*** Opening of Quoted passage ***

# Targeted therapy acts to sensitize stereotactic body radiotherapy for pulmonary oligometastases from colorectal cancer

**Authors:** Xiye Sun, Pei Shu, Yali Shen, Zhiping Li, Ning Liu, Ganlu Ouyang, Yuanling Tang, Meijuan Huang, Xin Wang

PMC · DOI: 10.3389/fonc.2025.1464707 · Frontiers in Oncology · 2025-05-08

## TL;DR

Adding targeted drugs like cetuximab or bevacizumab to radiotherapy improves survival and control of lung metastases in colorectal cancer patients.

## Contribution

This study shows that combining targeted therapy with radiotherapy improves outcomes for pulmonary metastases from colorectal cancer.

## Key findings

- Combining SBRT with cetuximab or bevacizumab significantly improved local control and survival rates.
- Tumor size <2 cm and higher BED10 correlated with better local control.
- All regimens were well tolerated, though targeted therapies increased toxicity.

## Abstract

Stereotactic body radiation therapy (SBRT) is used to manage lung metastases arising from colorectal cancer (CRC), but its effectiveness is constrained by the radioresistance of CRCs. Here, we explored whether concurrent therapy with cetuximab or bevacizumab could improve the prognosis of CRC patients with pulmonary oligometastases.

*** Close of Quoted passage ***
*** Opening of Data extract ***

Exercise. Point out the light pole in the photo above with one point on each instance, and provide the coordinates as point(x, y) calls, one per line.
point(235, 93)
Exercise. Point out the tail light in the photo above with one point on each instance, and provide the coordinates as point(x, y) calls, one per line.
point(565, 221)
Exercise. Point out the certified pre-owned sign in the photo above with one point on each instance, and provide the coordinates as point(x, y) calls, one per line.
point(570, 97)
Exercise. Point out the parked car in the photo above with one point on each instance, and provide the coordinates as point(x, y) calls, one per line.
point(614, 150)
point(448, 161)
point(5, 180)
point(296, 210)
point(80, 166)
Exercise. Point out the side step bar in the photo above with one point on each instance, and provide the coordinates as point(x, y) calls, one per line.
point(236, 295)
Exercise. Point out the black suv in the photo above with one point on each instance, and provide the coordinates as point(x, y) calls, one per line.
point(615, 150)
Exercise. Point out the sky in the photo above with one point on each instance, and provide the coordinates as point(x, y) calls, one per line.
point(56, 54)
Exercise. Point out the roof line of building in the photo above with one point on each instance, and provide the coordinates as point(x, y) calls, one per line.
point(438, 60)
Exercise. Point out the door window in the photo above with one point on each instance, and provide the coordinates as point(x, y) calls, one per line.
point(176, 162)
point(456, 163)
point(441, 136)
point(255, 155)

*** Close of Data extract ***

:: Problem 1 ::
Answer these questions from the study summary:
(a) Which two targeted drugs does it name?
(b) What tumor size correlated with better local control?
(c) According to the abstract, what constrains the effectiveness of SBRT?
:: Problem 2 ::
Retype the part of the study summary starting with "This study shows" and going on through "therapies increased toxicity.".
These rows were taken from a separate source.

:: Response 1 ::
(a) Cetuximab and bevacizumab.
(b) Tumor size <2 cm.
(c) The radioresistance of CRCs.

:: Response 2 ::
This study shows that combining targeted therapy with radiotherapy improves outcomes for pulmonary metastases from colorectal cancer.

## Key findings

- Combining SBRT with cetuximab or bevacizumab significantly improved local control and survival rates.
- Tumor size <2 cm and higher BED10 correlated with better local control.
- All regimens were well tolerated, though targeted therapies increased toxicity.